From Think on These Things, March 2017; used with permission.
I concluded my article titled “Biblical Illiteracy” with these words:
Biblical illiteracy is well recognized today. There are many reasons why not only the general population but also the evangelical church has little understanding and knowledge of Scripture, and I have tried to identify some of these in the body of this article. With all of the attacks on the trustworthiness of Scripture, coupled with general lack of biblical knowledge and apathy toward what it proclaims, it would be easy to despair for the future of the Scriptures.
But God’s Word always accomplishes that which it is sent forth by the Lord to accomplish (Isa 55:1) which is to teach, reprove, correct and train His people in righteousness (2 Tim 3:16). We have the promise of Jesus that His Word will never pass away (Matt 24:35). Rather than despair we should make every effort to pass along the Lord’s truth to the next generation (Deut 6:4-9; Psalm 145:4). At this point we need to consider some means to do so. What can we personally, and corporately as the church, do to address the issue of biblical illiteracy?

▬▬▬▬▬▬▬▬▬▬

- [REQUEST 1]:
List every Scripture reference cited in the passage on biblical illiteracy.

Rows from a pointing dataset
▬▬▬▬▬▬▬▬▬▬

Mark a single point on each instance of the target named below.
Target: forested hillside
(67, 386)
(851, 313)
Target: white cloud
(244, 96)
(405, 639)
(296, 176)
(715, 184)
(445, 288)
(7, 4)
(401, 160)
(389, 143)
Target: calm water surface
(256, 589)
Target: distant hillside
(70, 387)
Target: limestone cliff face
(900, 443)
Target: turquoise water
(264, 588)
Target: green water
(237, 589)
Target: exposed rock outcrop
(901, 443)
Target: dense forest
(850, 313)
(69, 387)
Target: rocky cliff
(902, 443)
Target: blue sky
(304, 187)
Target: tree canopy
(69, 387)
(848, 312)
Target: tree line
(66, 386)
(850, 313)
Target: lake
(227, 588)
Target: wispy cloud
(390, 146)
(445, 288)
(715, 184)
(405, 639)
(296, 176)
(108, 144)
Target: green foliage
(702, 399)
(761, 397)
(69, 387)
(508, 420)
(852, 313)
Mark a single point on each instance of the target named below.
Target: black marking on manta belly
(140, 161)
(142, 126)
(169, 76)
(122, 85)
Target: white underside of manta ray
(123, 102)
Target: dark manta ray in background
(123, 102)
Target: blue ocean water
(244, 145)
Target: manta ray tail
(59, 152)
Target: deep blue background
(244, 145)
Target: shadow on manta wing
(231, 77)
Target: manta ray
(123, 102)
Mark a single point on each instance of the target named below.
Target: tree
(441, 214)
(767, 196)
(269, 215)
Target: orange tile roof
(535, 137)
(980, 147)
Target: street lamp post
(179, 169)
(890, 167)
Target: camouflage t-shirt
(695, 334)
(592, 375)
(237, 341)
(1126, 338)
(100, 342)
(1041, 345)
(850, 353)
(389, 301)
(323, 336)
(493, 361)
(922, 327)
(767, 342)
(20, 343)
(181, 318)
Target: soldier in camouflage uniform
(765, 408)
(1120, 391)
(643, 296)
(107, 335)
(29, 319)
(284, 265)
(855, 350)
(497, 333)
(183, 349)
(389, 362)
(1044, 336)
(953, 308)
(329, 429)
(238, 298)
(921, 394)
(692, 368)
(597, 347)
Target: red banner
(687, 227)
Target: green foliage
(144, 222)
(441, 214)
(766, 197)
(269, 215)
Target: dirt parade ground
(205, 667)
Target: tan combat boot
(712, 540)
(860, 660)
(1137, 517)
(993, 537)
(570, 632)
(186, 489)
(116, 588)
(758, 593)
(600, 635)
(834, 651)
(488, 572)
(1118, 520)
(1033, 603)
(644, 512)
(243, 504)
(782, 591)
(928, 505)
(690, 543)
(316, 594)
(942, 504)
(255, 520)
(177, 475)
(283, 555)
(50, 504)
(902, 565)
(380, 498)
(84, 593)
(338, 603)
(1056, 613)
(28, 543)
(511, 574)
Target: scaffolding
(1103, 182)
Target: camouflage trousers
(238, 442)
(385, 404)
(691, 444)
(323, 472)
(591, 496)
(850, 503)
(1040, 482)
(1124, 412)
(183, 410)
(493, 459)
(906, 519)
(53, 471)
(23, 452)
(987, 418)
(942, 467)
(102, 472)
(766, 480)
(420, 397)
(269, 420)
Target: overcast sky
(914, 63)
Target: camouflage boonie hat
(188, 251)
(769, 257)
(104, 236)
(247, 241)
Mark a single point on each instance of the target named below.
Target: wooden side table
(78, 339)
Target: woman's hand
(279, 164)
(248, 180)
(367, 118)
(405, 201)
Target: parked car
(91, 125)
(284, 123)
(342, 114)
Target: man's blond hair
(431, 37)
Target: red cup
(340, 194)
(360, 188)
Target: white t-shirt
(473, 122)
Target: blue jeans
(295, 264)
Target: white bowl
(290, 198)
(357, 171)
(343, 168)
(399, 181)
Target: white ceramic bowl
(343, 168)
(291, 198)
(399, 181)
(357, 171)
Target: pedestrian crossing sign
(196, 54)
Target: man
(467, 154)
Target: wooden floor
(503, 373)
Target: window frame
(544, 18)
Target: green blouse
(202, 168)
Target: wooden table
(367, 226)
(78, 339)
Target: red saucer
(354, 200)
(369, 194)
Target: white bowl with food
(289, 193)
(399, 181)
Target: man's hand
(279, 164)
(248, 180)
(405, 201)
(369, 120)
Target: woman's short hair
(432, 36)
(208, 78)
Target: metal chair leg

▬▬▬▬▬▬▬▬▬▬

- [REQUEST 2]:
Convert the part of the listing that opens with the line containing "Target: orange tile roof" and closes with the line containing "(1103, 182)" into a numbered list, leaving out any blank lines.

- [RIGHT ANSWER 1]:
- Isa 55:1
- 2 Tim 3:16
- Matt 24:35
- Deut 6:4-9
- Psalm 145:4

- [RIGHT ANSWER 2]:
1. Target: orange tile roof
2. (535, 137)
3. (980, 147)
4. Target: street lamp post
5. (179, 169)
6. (890, 167)
7. Target: camouflage t-shirt
8. (695, 334)
9. (592, 375)
10. (237, 341)
11. (1126, 338)
12. (100, 342)
13. (1041, 345)
14. (850, 353)
15. (389, 301)
16. (323, 336)
17. (493, 361)
18. (922, 327)
19. (767, 342)
20. (20, 343)
21. (181, 318)
22. Target: soldier in camouflage uniform
23. (765, 408)
24. (1120, 391)
25. (643, 296)
26. (107, 335)
27. (29, 319)
28. (284, 265)
29. (855, 350)
30. (497, 333)
31. (183, 349)
32. (389, 362)
33. (1044, 336)
34. (953, 308)
35. (329, 429)
36. (238, 298)
37. (921, 394)
38. (692, 368)
39. (597, 347)
40. Target: red banner
41. (687, 227)
42. Target: green foliage
43. (144, 222)
44. (441, 214)
45. (766, 197)
46. (269, 215)
47. Target: dirt parade ground
48. (205, 667)
49. Target: tan combat boot
50. (712, 540)
51. (860, 660)
52. (1137, 517)
53. (993, 537)
54. (570, 632)
55. (186, 489)
56. (116, 588)
57. (758, 593)
58. (600, 635)
59. (834, 651)
60. (488, 572)
61. (1118, 520)
62. (1033, 603)
63. (644, 512)
64. (243, 504)
65. (782, 591)
66. (928, 505)
67. (690, 543)
68. (316, 594)
69. (942, 504)
70. (255, 520)
71. (177, 475)
72. (283, 555)
73. (50, 504)
74. (902, 565)
75. (380, 498)
76. (84, 593)
77. (338, 603)
78. (1056, 613)
79. (28, 543)
80. (511, 574)
81. Target: scaffolding
82. (1103, 182)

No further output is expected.